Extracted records
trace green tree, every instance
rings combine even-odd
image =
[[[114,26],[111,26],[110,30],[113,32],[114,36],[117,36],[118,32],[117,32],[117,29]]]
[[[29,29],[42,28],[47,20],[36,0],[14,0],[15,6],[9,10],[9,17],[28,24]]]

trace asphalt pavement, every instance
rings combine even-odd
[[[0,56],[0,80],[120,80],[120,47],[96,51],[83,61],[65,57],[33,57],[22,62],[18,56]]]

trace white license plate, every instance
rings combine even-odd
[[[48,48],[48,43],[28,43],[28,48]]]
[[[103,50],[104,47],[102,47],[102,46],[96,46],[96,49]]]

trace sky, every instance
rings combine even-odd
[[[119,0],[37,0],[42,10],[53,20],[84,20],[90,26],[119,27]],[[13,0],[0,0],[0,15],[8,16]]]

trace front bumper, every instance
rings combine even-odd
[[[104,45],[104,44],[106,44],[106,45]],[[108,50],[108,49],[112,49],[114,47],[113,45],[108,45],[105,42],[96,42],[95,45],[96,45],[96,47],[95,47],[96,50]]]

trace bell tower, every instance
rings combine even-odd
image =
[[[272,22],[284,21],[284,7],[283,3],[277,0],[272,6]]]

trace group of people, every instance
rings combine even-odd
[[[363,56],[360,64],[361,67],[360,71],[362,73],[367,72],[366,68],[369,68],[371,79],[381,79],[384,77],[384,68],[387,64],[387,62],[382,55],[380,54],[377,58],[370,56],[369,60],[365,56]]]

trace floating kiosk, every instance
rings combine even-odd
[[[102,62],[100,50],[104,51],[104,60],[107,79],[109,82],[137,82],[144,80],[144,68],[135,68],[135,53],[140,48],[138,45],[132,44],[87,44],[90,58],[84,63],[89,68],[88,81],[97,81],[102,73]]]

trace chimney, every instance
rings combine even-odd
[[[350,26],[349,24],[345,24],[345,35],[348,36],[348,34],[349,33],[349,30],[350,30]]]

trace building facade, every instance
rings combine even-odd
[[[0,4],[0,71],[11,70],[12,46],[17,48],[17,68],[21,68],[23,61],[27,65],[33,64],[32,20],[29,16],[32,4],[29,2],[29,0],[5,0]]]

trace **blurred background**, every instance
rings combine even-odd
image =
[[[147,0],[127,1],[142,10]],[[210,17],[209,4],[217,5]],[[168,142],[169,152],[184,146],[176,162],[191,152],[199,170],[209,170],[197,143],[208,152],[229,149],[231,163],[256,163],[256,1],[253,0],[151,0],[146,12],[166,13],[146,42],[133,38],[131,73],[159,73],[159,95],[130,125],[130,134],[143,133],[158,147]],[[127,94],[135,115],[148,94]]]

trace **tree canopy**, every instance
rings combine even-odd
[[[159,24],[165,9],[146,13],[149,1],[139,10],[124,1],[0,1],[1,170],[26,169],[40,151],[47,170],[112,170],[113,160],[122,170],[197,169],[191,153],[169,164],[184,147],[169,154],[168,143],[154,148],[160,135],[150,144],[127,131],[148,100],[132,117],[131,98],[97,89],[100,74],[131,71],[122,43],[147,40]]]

## TASK DESCRIPTION
Reproduce the records above exactly.

## THE REPLY
trace green tree, every instance
rings combine even-odd
image =
[[[114,26],[111,26],[110,30],[113,32],[114,36],[117,36],[118,32],[117,32],[117,29]]]
[[[29,29],[42,28],[47,20],[36,0],[14,0],[15,6],[9,10],[9,17],[28,24]]]

trace asphalt pavement, every instance
rings combine even-odd
[[[0,56],[0,80],[120,80],[120,47],[96,51],[83,61],[65,57],[33,57],[22,62],[18,56]]]

trace white license plate, every instance
rings combine even-odd
[[[48,48],[48,43],[28,43],[28,48]]]
[[[103,50],[104,47],[102,47],[102,46],[96,46],[96,49]]]

trace sky, every instance
rings combine even-odd
[[[119,0],[37,0],[42,10],[53,20],[84,20],[90,26],[119,27]],[[13,0],[0,0],[0,15],[8,16]]]

trace front bumper, every instance
rings combine even-odd
[[[104,45],[104,44],[106,44],[106,45]],[[108,50],[108,49],[112,49],[114,47],[113,45],[108,45],[105,42],[96,42],[95,45],[96,45],[96,47],[95,47],[96,50]]]

trace bell tower, every instance
rings combine even-odd
image =
[[[272,22],[284,21],[284,7],[283,3],[277,0],[272,6]]]

trace group of people, every instance
rings combine even-odd
[[[363,56],[360,64],[361,67],[360,71],[362,73],[367,72],[366,68],[369,68],[371,79],[381,79],[384,77],[384,68],[387,64],[387,62],[382,55],[380,54],[377,58],[370,56],[369,60],[365,56]]]

trace floating kiosk, every instance
rings combine even-odd
[[[102,62],[100,50],[104,51],[104,60],[107,79],[109,82],[137,82],[144,80],[144,68],[135,68],[135,53],[140,48],[138,45],[132,44],[87,44],[90,58],[84,63],[89,68],[88,81],[97,81],[102,73]]]

trace chimney, every instance
rings combine even-odd
[[[350,26],[349,24],[345,24],[345,35],[348,36],[348,34],[349,33],[349,30],[350,30]]]

trace building facade, every instance
rings combine even-odd
[[[0,4],[0,71],[11,70],[12,46],[17,48],[17,68],[21,68],[23,61],[27,65],[33,64],[32,20],[29,16],[32,4],[29,2],[29,0],[5,0]]]

trace **blurred background**, every instance
rings combine even-odd
image =
[[[147,0],[127,1],[142,10]],[[210,17],[209,4],[217,5]],[[168,142],[169,152],[184,146],[176,162],[191,152],[199,170],[209,170],[197,143],[208,152],[229,149],[231,163],[256,163],[256,1],[253,0],[151,0],[146,12],[166,13],[146,42],[133,38],[131,73],[159,73],[159,95],[130,125],[130,134],[143,133],[158,147]],[[127,94],[135,115],[148,94]]]

trace **tree canopy**, every instance
rings combine even-odd
[[[159,24],[165,9],[146,13],[149,1],[139,10],[124,1],[0,1],[1,170],[26,169],[40,151],[47,170],[112,170],[113,160],[122,170],[197,169],[191,153],[169,164],[184,147],[169,154],[168,143],[154,148],[160,135],[150,144],[127,131],[148,100],[132,117],[131,98],[97,89],[100,74],[131,71],[122,43],[147,40]]]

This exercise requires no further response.